======== Records to use
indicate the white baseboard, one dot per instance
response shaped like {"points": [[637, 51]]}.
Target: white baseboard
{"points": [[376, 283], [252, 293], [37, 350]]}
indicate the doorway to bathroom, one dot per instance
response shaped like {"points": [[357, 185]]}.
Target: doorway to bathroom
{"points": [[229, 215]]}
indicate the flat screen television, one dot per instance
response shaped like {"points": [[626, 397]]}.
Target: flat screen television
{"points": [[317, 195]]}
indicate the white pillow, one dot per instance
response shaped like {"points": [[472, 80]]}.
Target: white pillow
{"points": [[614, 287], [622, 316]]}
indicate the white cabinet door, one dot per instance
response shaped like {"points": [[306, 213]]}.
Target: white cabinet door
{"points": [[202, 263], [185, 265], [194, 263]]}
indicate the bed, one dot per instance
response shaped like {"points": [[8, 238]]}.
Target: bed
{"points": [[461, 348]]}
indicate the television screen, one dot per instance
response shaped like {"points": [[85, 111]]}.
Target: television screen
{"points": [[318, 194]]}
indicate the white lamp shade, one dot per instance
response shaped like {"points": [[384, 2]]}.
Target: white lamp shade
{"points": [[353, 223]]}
================
_What is asked_: Reproduce every line of the data above as a numbered list, omitting blank lines.

_Exercise solution_:
1. indicate the white baseboard, one dot per instance
2. response shaped like {"points": [[637, 51]]}.
3. Target: white baseboard
4. {"points": [[376, 283], [252, 293], [37, 350]]}
5. indicate the doorway to bathroom, one dot per instance
6. response shaped like {"points": [[357, 185]]}.
7. Target: doorway to bathroom
8. {"points": [[229, 215]]}
9. indicate the flat screen television, one dot per instance
10. response shaped like {"points": [[626, 397]]}.
11. Target: flat screen television
12. {"points": [[317, 195]]}
13. indicate the white pillow, one dot per instance
14. response shaped like {"points": [[472, 80]]}.
15. Target: white pillow
16. {"points": [[614, 287], [622, 316]]}
17. indicate the white cabinet door, one dot per instance
18. response shaped like {"points": [[306, 213]]}.
19. Target: white cabinet door
20. {"points": [[202, 263], [185, 265], [194, 263]]}
21. indicate the bed, one dot per instance
22. response shaped like {"points": [[8, 238]]}.
23. Target: bed
24. {"points": [[461, 348]]}
25. indicate the television screen, one dot per instance
26. response shaped like {"points": [[85, 111]]}.
27. Target: television screen
28. {"points": [[318, 194]]}
29. indicate the white lamp shade, one dot per instance
30. response shaped like {"points": [[384, 2]]}.
31. Target: white lamp shade
32. {"points": [[353, 223]]}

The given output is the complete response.